Directive
Reproduce verbatim everything in the listing below from the line containing "In the UI shown above, point me to the wrecked" down to the end of the listing, both ends included.

Source data
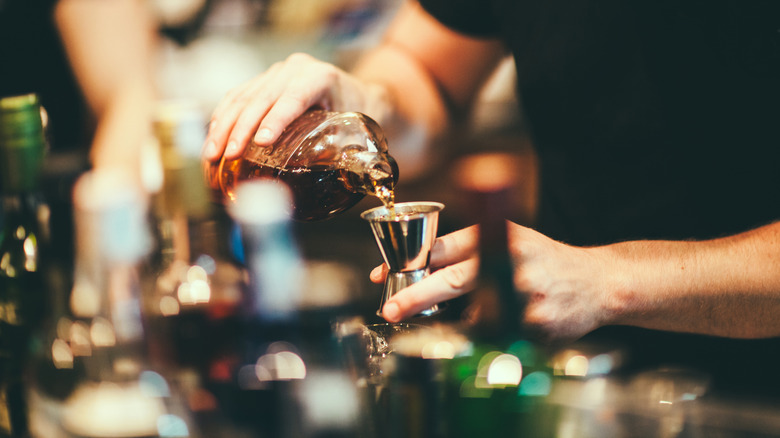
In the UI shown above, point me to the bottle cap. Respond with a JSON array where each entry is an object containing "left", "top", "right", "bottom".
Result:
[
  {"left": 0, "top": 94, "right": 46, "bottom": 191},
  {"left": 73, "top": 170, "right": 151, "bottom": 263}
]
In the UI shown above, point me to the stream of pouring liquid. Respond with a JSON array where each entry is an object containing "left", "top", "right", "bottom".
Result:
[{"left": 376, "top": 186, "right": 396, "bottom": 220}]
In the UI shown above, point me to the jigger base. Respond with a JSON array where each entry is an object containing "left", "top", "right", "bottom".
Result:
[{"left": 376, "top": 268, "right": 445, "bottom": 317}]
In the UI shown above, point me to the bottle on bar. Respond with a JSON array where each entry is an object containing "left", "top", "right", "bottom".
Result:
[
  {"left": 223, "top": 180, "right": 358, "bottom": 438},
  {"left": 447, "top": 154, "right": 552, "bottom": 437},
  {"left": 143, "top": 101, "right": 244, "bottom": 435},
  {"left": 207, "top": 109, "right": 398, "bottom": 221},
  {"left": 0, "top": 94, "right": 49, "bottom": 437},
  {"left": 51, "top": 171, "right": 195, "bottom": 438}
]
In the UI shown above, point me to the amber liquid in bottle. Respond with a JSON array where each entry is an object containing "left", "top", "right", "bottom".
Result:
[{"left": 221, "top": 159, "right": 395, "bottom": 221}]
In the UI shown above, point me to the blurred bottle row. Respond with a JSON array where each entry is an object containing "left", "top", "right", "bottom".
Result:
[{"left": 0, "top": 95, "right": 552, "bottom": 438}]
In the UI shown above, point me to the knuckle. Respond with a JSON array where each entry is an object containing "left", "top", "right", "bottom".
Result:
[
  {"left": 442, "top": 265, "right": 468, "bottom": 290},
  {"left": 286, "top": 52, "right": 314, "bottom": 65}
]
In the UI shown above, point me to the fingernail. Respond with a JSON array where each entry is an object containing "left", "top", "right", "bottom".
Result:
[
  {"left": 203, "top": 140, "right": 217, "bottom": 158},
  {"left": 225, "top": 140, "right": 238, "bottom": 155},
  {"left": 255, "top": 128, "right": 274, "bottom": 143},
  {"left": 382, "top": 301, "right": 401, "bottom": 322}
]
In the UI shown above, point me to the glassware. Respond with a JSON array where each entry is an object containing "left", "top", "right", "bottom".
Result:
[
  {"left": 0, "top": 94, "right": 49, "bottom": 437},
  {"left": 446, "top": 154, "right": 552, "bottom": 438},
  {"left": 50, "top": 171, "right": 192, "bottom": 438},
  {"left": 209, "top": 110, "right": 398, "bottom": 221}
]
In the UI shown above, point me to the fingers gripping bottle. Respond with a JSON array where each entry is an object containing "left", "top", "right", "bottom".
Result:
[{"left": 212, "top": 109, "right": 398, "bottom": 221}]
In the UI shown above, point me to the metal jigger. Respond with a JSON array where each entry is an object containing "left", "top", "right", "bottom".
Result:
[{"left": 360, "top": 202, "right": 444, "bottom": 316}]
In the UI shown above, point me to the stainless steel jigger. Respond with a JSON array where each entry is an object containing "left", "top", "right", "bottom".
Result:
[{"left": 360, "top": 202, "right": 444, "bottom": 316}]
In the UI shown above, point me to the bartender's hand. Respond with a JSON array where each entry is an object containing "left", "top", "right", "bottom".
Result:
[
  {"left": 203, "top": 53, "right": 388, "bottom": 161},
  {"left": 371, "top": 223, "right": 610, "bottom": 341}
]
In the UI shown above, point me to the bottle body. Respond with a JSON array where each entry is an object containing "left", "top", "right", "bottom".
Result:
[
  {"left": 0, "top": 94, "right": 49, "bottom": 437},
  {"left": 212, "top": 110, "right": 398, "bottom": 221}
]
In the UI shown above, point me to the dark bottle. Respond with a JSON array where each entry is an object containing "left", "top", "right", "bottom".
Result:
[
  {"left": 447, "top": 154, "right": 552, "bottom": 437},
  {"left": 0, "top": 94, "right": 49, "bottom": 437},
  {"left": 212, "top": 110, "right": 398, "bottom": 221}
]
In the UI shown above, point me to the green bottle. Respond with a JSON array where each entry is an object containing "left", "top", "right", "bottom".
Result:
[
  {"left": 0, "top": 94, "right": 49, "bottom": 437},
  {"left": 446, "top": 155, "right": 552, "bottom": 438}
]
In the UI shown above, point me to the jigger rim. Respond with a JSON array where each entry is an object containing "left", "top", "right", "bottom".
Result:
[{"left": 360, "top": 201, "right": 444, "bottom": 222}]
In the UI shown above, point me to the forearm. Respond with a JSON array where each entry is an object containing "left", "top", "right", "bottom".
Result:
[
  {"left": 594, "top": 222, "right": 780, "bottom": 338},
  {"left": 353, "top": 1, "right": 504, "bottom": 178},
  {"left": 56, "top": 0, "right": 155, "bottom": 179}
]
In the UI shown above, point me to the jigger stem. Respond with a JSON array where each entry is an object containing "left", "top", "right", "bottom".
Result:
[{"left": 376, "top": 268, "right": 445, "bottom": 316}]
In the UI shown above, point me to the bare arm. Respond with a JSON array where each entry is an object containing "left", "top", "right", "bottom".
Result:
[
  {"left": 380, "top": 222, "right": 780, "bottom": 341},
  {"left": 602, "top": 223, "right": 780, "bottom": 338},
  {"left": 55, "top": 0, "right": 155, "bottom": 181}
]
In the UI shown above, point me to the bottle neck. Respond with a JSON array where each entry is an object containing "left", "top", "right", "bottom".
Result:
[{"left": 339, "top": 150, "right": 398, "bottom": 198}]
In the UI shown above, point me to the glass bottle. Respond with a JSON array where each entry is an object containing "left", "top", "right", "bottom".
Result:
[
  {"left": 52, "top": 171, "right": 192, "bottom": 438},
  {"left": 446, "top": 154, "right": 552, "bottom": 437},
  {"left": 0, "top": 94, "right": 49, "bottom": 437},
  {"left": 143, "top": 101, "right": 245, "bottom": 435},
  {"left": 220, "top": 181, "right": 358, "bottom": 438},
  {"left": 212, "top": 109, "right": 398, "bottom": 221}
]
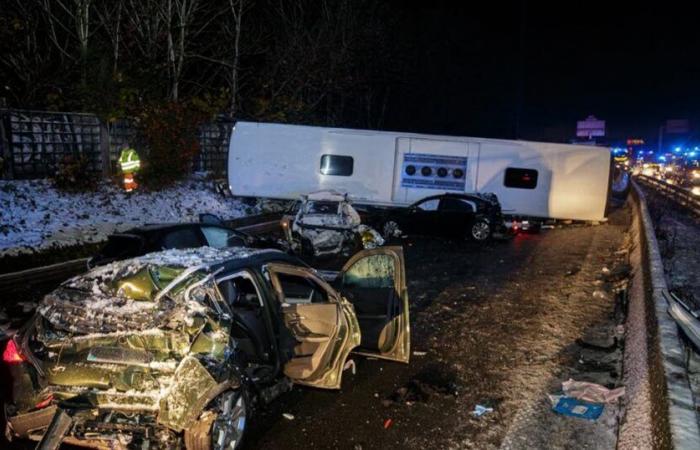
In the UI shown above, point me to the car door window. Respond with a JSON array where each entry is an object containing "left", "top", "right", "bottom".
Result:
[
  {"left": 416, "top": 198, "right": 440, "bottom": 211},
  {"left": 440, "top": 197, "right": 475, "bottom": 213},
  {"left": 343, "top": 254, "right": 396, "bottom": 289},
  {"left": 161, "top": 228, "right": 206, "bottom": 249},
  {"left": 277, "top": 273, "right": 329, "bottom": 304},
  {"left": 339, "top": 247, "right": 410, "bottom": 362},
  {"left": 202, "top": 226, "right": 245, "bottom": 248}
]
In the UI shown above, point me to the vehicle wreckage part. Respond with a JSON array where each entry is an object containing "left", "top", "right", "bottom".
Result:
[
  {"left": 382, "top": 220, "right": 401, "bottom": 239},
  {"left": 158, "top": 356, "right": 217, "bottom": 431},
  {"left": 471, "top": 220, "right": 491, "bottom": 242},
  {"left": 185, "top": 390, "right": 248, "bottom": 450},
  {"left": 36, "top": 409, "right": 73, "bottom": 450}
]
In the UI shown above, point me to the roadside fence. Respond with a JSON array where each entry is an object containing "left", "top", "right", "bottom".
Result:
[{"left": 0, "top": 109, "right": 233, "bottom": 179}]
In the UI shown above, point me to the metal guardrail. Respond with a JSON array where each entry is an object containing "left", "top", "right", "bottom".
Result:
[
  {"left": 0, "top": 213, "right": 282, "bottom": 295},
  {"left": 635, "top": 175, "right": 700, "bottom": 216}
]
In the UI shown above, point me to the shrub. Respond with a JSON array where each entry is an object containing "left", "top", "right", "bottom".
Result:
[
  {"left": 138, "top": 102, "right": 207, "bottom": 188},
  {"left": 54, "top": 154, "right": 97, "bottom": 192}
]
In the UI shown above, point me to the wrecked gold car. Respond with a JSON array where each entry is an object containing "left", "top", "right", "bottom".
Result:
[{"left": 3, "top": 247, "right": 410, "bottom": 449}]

Solution to the exercise
In the UI shown above, point me to the wrecked gold car. Respond with a JSON array where each entry is an object containing "left", "top", "right", "bottom".
Result:
[{"left": 3, "top": 247, "right": 410, "bottom": 449}]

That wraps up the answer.